= YOUR TASK =
What you output must be the exact lines from the first line of the data through the one holding "121H17L61 93V81L50 76L43", with no pictures.

= TASK INPUTS =
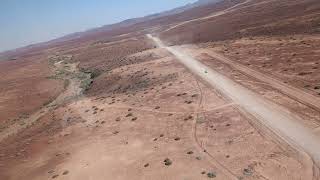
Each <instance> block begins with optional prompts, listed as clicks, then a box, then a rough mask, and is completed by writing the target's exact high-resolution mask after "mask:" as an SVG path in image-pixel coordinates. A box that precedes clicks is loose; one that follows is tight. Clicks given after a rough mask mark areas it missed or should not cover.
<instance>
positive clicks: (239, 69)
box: [200, 50, 320, 111]
mask: <svg viewBox="0 0 320 180" xmlns="http://www.w3.org/2000/svg"><path fill="white" fill-rule="evenodd" d="M200 53H206V54H208V55H210V56H212V57H213V58H215V59H218V60H219V61H222V62H224V63H226V64H228V65H230V66H232V67H233V68H235V69H238V70H240V71H241V72H243V73H245V74H247V75H249V76H252V77H254V78H257V79H259V80H261V81H263V82H265V83H268V84H270V85H271V86H272V87H274V88H276V89H277V90H279V91H281V92H282V93H284V94H286V95H288V96H289V97H291V98H293V99H295V100H297V101H299V102H301V103H303V104H305V105H307V106H309V107H311V108H314V109H315V110H318V111H319V110H320V100H319V98H318V97H316V96H314V95H312V94H309V93H307V92H305V91H303V90H301V89H298V88H295V87H292V86H289V85H287V84H285V83H283V82H281V81H279V80H277V79H275V78H272V77H270V76H266V75H264V74H262V73H260V72H258V71H255V70H253V69H251V68H248V67H246V66H243V65H241V64H240V63H237V62H234V61H231V60H229V59H228V58H226V57H224V56H222V55H221V54H218V53H216V52H213V51H209V50H202V51H201V52H200Z"/></svg>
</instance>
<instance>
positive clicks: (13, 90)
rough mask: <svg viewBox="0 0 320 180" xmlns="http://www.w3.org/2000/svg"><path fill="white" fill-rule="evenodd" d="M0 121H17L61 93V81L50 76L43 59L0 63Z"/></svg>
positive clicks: (62, 83) (62, 90)
mask: <svg viewBox="0 0 320 180" xmlns="http://www.w3.org/2000/svg"><path fill="white" fill-rule="evenodd" d="M0 73H1V78H0V87H1V88H0V114H1V117H0V122H3V121H6V120H10V121H18V120H19V118H24V117H27V116H28V115H29V114H30V113H32V112H33V111H35V110H37V109H39V108H40V107H41V106H43V105H44V104H47V103H48V102H50V101H51V100H53V99H55V97H56V96H57V95H58V94H59V93H61V91H63V89H64V87H63V81H58V80H52V79H48V77H49V76H50V75H51V74H52V72H51V70H50V68H49V65H48V61H47V57H46V56H45V55H37V56H31V57H21V58H19V59H17V60H15V61H2V62H0Z"/></svg>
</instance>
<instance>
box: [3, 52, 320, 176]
mask: <svg viewBox="0 0 320 180" xmlns="http://www.w3.org/2000/svg"><path fill="white" fill-rule="evenodd" d="M149 54H153V57H154V58H151V59H150V56H149ZM133 56H134V57H137V58H136V59H137V60H136V63H135V62H133V64H130V65H122V66H120V67H118V68H115V69H113V70H112V71H110V72H106V73H103V74H101V75H100V76H99V77H98V78H97V79H95V81H94V83H93V85H92V87H91V88H90V90H89V91H88V92H86V95H85V96H84V97H81V98H78V99H75V100H73V101H71V102H68V103H67V104H65V105H62V106H60V107H58V108H56V109H54V110H52V111H51V112H49V113H47V114H46V115H45V116H43V117H42V118H41V119H40V120H39V123H38V124H36V125H34V126H32V127H30V128H29V129H24V130H22V131H21V132H20V133H19V135H18V136H16V137H11V138H9V139H7V140H5V141H3V142H2V143H1V148H0V154H1V156H0V165H1V166H0V177H1V178H4V179H21V178H22V177H23V178H24V179H52V178H56V179H106V178H107V179H110V178H112V179H139V180H140V179H210V178H209V177H208V176H210V177H211V176H216V177H215V179H238V178H242V179H301V178H305V179H312V178H313V176H314V174H316V171H313V169H312V166H313V163H312V161H311V160H310V158H308V156H304V155H301V154H299V153H298V152H297V151H295V150H294V149H292V148H290V147H289V146H287V145H284V144H283V143H280V141H278V140H276V139H275V138H274V137H272V136H269V135H267V134H266V133H262V132H263V131H261V130H260V129H256V128H254V126H253V125H252V120H251V119H250V118H248V116H246V115H245V114H243V113H242V112H241V111H239V110H238V109H237V108H236V107H237V106H235V105H234V104H233V103H232V102H230V101H229V100H228V99H225V98H224V97H223V96H221V94H220V93H219V92H218V91H216V90H214V89H212V88H211V86H209V85H207V84H206V83H205V82H202V81H201V80H198V79H197V78H196V77H195V76H193V75H192V74H190V73H189V72H188V70H187V69H186V68H184V67H183V66H182V65H180V64H179V63H178V61H177V60H175V59H174V58H173V57H172V56H171V55H169V54H168V53H166V52H164V51H163V50H161V49H153V50H147V51H145V52H140V53H137V54H132V55H130V57H133ZM155 57H157V58H155ZM128 58H129V56H128ZM140 59H145V60H142V61H141V60H140ZM111 82H117V83H111ZM128 87H130V88H128ZM239 152H241V153H239ZM166 158H168V159H169V160H167V161H166V162H167V163H168V161H169V163H168V164H167V165H165V162H164V160H165V159H166ZM170 163H171V164H170ZM208 173H209V174H208Z"/></svg>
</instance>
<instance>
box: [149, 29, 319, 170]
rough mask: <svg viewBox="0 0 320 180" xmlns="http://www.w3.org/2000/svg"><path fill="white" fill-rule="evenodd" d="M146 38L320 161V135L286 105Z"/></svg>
mask: <svg viewBox="0 0 320 180" xmlns="http://www.w3.org/2000/svg"><path fill="white" fill-rule="evenodd" d="M148 37H149V38H150V39H152V40H153V41H154V42H155V43H156V44H157V45H158V46H159V47H162V48H165V49H167V50H168V51H169V52H171V53H172V54H173V55H175V56H176V57H177V59H178V60H179V61H180V62H181V63H183V64H184V65H185V66H186V67H188V68H189V69H190V70H191V71H192V72H193V73H195V74H197V75H198V76H200V77H201V78H202V79H204V80H205V81H207V82H208V83H209V84H210V85H212V86H213V87H215V88H216V89H218V90H219V91H220V92H221V93H222V94H224V95H225V96H227V97H228V98H230V99H231V100H233V101H234V102H235V103H236V104H238V105H239V107H241V108H242V109H243V110H245V111H247V112H249V113H250V114H251V115H253V116H254V117H255V118H256V119H258V120H259V121H260V123H262V124H264V125H265V126H267V127H268V128H270V129H272V131H273V132H274V133H275V134H277V135H278V136H280V137H281V138H282V139H283V140H285V141H286V142H288V143H289V144H290V145H292V146H293V147H295V148H297V149H298V150H303V151H305V152H307V153H308V154H309V155H310V156H311V157H312V158H313V160H314V161H315V162H316V163H317V165H319V164H320V152H319V151H318V150H319V149H320V141H319V138H318V137H317V136H316V135H315V134H313V133H312V130H310V129H308V128H306V127H304V126H303V125H302V124H300V122H301V121H300V120H299V119H300V117H298V116H296V115H294V114H290V113H289V112H288V110H286V109H285V108H283V107H281V106H279V105H276V104H274V103H272V102H270V101H268V100H266V99H264V98H261V97H260V96H258V95H257V94H255V93H253V92H252V91H250V90H248V89H246V88H244V87H243V86H241V85H239V84H237V83H235V82H233V81H232V80H230V79H228V78H226V77H225V76H223V75H221V74H219V73H218V72H216V71H214V70H212V69H210V68H208V67H207V66H205V65H203V64H201V63H199V62H198V61H197V60H195V59H194V58H192V57H191V56H189V55H187V54H185V53H183V52H181V51H180V50H179V49H178V48H174V47H166V46H164V45H163V43H162V42H161V41H160V40H159V39H158V38H155V37H152V36H151V35H148ZM297 132H299V133H297Z"/></svg>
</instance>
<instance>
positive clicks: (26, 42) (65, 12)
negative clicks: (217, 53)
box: [0, 0, 195, 52]
mask: <svg viewBox="0 0 320 180" xmlns="http://www.w3.org/2000/svg"><path fill="white" fill-rule="evenodd" d="M194 1H195V0H0V52H1V51H4V50H9V49H13V48H17V47H21V46H25V45H28V44H32V43H36V42H42V41H47V40H50V39H54V38H57V37H60V36H63V35H66V34H69V33H72V32H78V31H84V30H86V29H89V28H93V27H98V26H102V25H106V24H111V23H115V22H118V21H121V20H125V19H128V18H133V17H140V16H144V15H148V14H152V13H156V12H161V11H163V10H168V9H171V8H174V7H178V6H181V5H184V4H187V3H190V2H194Z"/></svg>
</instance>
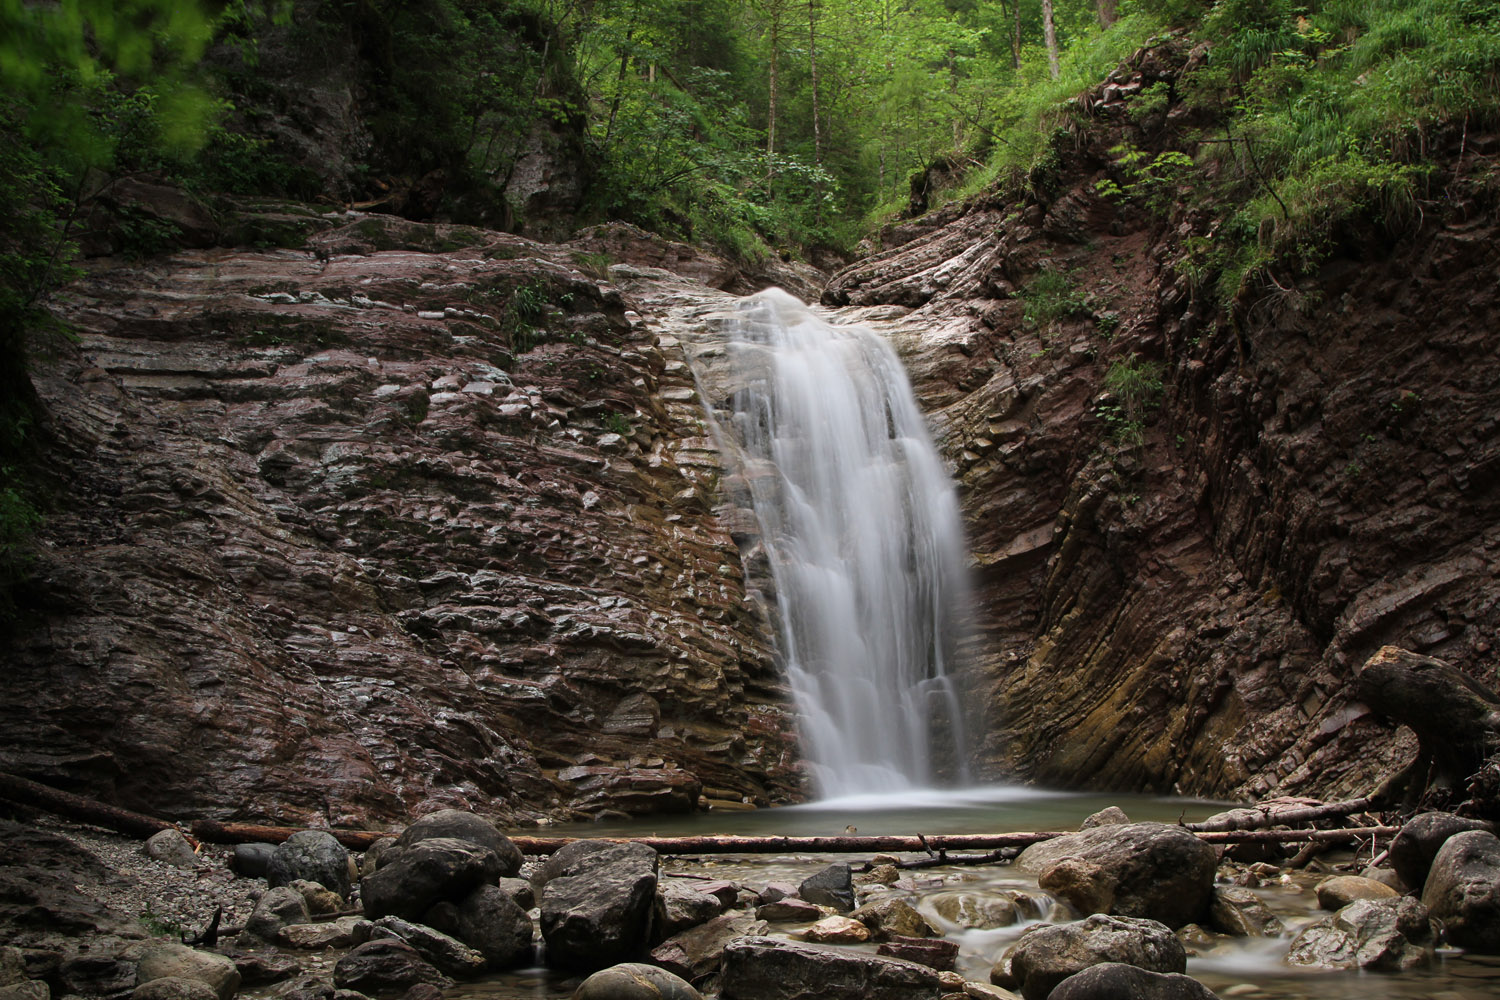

= YOUR SOLUTION =
Each <instance> block begins with optional prompts, listed as clicks, then a box, then a rough mask, and is completed by writing the target's exact high-resolution mask after "mask:" as an SVG path in image-pixel coordinates. A box that precedes clicks is loose; one that follows is tight. Clicks given after a rough mask mark areas it missed or should not cover.
<instance>
positive clicks: (239, 69)
box: [200, 50, 320, 111]
mask: <svg viewBox="0 0 320 180" xmlns="http://www.w3.org/2000/svg"><path fill="white" fill-rule="evenodd" d="M200 53H206V54H208V55H210V56H212V57H213V58H215V59H218V60H219V61H222V62H224V63H226V64H228V65H230V66H232V67H233V68H235V69H238V70H240V71H241V72H243V73H245V74H247V75H249V76H252V77H254V78H257V79H259V80H261V81H263V82H265V83H268V84H270V85H271V86H272V87H274V88H276V89H277V90H279V91H281V92H282V93H284V94H286V95H288V96H289V97H291V98H293V99H295V100H297V101H299V102H301V103H303V104H305V105H307V106H309V107H311V108H314V109H315V110H318V111H319V110H320V100H319V98H318V97H316V96H314V95H312V94H309V93H307V92H305V91H303V90H301V89H298V88H295V87H292V86H289V85H287V84H285V83H283V82H281V81H279V80H277V79H275V78H272V77H270V76H266V75H264V74H262V73H260V72H258V71H255V70H253V69H251V68H248V67H246V66H243V65H241V64H240V63H237V62H234V61H231V60H229V59H228V58H226V57H224V56H222V55H221V54H218V53H216V52H213V51H209V50H202V51H201V52H200Z"/></svg>
</instance>
<instance>
positive clicks: (13, 90)
rough mask: <svg viewBox="0 0 320 180" xmlns="http://www.w3.org/2000/svg"><path fill="white" fill-rule="evenodd" d="M0 121H17L61 93V81L50 76L43 59L0 63Z"/></svg>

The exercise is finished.